### TASK REQUIREMENTS
A: Output the URGE timeline passage verbatim, between "In 2004, URGE" and "Latinas and immigrants.", inclusive.
B: Write the next part of the timeline of URGE's activities, continuing after its final sentence.

### PASSAGE SHOWN
........

In 2004, URGE led the March for Women's Lives youth contingent, one of the biggest demonstrations in U.S. history.

In 2005, URGE focused on defeating California Proposition 73, which would have amended the California Constitution to ban performance of abortions on minors until 48 hours after the minor's parent or guardian was notified by a physician.

In 2006, URGE and the Latina Institute for Reproductive Health hosted the Young Women's Collaborative training, the first training for what would later become the Southwest Partnership, in Tucson, Arizona. The Latina Institute for Reproductive Health partners with multiple reproductive health organizations, including All* Above All, which is a mutual partnership with URGE. The Latina Institute for Reproductive Health focuses on the rights of Latinas and immigrants.

In 2009, GenderPAC wound down operations and transferred its GenderYOUTH network and resources to Choice USA.

In 2013, the "Bro-Choice" project was launched to involve men in the reproductive justice and anti-sexual assault movement.

In 2015, to educate and organize young people, URGE launched an integrated voters engagement program.

URGE was a co-sponsor of the 2017 Women's March.

........

### RECORDS SUPPLIED

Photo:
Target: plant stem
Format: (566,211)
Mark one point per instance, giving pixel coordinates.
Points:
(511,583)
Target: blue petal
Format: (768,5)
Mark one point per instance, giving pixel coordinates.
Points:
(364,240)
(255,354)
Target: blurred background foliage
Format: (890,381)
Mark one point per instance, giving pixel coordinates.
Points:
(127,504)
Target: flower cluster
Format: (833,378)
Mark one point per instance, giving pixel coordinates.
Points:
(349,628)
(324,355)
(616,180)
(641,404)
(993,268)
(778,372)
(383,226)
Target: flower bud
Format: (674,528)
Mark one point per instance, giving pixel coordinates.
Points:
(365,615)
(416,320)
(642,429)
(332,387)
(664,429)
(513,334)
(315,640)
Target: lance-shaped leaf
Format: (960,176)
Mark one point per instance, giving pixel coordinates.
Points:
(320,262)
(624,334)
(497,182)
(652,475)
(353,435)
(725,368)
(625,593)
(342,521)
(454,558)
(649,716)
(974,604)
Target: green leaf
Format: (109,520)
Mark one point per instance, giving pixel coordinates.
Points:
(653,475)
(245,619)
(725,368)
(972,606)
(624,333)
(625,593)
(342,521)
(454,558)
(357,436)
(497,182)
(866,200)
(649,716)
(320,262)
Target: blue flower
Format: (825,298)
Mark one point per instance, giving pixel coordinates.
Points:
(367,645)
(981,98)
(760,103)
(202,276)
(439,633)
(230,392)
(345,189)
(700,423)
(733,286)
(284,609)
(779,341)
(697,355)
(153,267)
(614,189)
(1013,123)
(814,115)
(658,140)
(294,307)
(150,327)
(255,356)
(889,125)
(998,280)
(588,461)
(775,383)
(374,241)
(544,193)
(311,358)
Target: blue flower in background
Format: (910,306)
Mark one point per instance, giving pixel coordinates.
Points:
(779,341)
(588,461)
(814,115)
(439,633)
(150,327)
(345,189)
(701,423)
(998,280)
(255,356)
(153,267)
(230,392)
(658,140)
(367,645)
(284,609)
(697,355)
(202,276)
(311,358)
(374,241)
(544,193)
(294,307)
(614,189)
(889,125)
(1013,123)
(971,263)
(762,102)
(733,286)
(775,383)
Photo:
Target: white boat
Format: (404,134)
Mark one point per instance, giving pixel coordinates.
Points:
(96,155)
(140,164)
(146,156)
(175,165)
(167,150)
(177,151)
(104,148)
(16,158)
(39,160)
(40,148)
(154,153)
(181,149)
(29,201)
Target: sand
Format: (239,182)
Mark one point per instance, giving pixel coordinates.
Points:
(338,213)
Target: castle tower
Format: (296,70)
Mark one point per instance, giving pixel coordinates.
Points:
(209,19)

........

### THE RESULTS
A:
In 2004, URGE led the March for Women's Lives youth contingent, one of the biggest demonstrations in U.S. history.

In 2005, URGE focused on defeating California Proposition 73, which would have amended the California Constitution to ban performance of abortions on minors until 48 hours after the minor's parent or guardian was notified by a physician.

In 2006, URGE and the Latina Institute for Reproductive Health hosted the Young Women's Collaborative training, the first training for what would later become the Southwest Partnership, in Tucson, Arizona. The Latina Institute for Reproductive Health partners with multiple reproductive health organizations, including All* Above All, which is a mutual partnership with URGE. The Latina Institute for Reproductive Health focuses on the rights of Latinas and immigrants.

B:
In 2020, URGE brought justCARE into the organization, giving themselves a better opportunity to help more students across America. JustCARE stands for Campus Action for Reproductive Equity and its mission is to make the abortion pill more easily accessible at student health centers in public universities. In 2019, before joining URGE, justCARE partnered with local legal teams to help pass California's Senate Bill 24 (SB 24). This bill made sure that all student health centers at public universities in California needed to provide the abortion pill for their students. After partnering with URGE, justCARE has access to make changes at more universities all over the United States.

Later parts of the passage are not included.